REQUEST: Copy every one of the lines below character for character, in the same order.

======== DATASET

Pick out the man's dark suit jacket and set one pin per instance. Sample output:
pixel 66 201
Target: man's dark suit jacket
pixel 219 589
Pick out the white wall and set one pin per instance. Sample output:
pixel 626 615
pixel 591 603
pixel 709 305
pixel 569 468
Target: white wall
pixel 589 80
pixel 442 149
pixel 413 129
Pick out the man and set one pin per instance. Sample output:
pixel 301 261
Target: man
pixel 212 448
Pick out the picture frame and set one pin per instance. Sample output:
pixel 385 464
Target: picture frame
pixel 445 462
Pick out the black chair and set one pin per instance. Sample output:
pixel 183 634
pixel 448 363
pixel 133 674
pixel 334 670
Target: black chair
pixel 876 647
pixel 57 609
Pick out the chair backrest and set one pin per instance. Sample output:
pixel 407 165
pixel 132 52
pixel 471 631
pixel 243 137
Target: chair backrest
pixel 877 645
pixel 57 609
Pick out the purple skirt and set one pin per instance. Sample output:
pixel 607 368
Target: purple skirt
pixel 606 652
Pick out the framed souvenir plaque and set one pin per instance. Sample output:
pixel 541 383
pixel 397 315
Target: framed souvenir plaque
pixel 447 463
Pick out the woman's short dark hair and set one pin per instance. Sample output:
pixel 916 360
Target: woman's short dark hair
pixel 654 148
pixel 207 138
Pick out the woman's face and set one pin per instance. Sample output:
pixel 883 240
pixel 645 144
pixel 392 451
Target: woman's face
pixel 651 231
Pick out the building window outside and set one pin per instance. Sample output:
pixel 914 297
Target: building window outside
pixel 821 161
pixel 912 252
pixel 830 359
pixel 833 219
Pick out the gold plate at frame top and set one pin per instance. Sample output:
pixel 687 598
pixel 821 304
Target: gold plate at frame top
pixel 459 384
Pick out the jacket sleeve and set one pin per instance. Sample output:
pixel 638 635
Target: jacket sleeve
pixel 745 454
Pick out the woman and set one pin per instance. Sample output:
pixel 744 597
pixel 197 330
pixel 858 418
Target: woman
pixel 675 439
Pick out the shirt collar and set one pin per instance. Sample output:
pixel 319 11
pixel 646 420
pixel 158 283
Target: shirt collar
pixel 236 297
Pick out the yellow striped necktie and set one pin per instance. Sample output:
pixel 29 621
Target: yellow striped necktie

================

EXPECTED OUTPUT:
Pick out the man's dark suit jacket and set one pin per instance. Sample output:
pixel 66 201
Target: man's dark suit jacket
pixel 219 589
Pick out the white wall and set one pin per instance. Sample output:
pixel 626 615
pixel 591 603
pixel 709 305
pixel 569 468
Target: white wall
pixel 589 80
pixel 442 149
pixel 413 129
Pick out the man and set one pin per instance. Sample output:
pixel 301 261
Target: man
pixel 212 448
Pick out the picture frame and set one pin per instance. Sample output:
pixel 385 464
Target: picture frame
pixel 445 462
Pick out the black chair and set one pin per instance. Sample output:
pixel 183 634
pixel 448 363
pixel 133 674
pixel 334 670
Target: black chair
pixel 876 647
pixel 57 609
Pick out the chair backrest and set one pin per instance. Sample output:
pixel 407 165
pixel 132 52
pixel 471 631
pixel 243 137
Target: chair backrest
pixel 877 645
pixel 57 609
Pick out the purple skirt and set one pin per instance. Sample output:
pixel 607 368
Target: purple skirt
pixel 606 652
Pick out the framed souvenir plaque and set one pin per instance. Sample output:
pixel 541 383
pixel 397 315
Target: framed souvenir plaque
pixel 447 463
Pick out the woman's short dark hair and set one pin per instance. Sample output:
pixel 916 360
Target: woman's short dark hair
pixel 654 148
pixel 207 138
Pick out the woman's face and set one pin per instance. Sample output:
pixel 883 240
pixel 645 144
pixel 392 451
Target: woman's face
pixel 651 231
Pick out the building window outside and set one pin per instance. Sample output:
pixel 914 297
Target: building window outside
pixel 821 161
pixel 912 252
pixel 830 359
pixel 833 219
Pick out the gold plate at frame top and set one pin per instance. Sample output:
pixel 687 598
pixel 821 304
Target: gold plate at frame top
pixel 459 384
Pick out the jacket sleeve and set one pin per instance. Sample output:
pixel 638 635
Target: jacket sleeve
pixel 745 454
Pick out the woman and set one pin per instance. Sample output:
pixel 744 597
pixel 197 330
pixel 858 418
Target: woman
pixel 675 439
Pick out the shirt collar and set one pin per instance. Sample output:
pixel 319 11
pixel 646 420
pixel 158 283
Target: shirt collar
pixel 236 297
Pick out the yellow striped necktie and set one pin per instance. Sample output:
pixel 29 621
Target: yellow striped necktie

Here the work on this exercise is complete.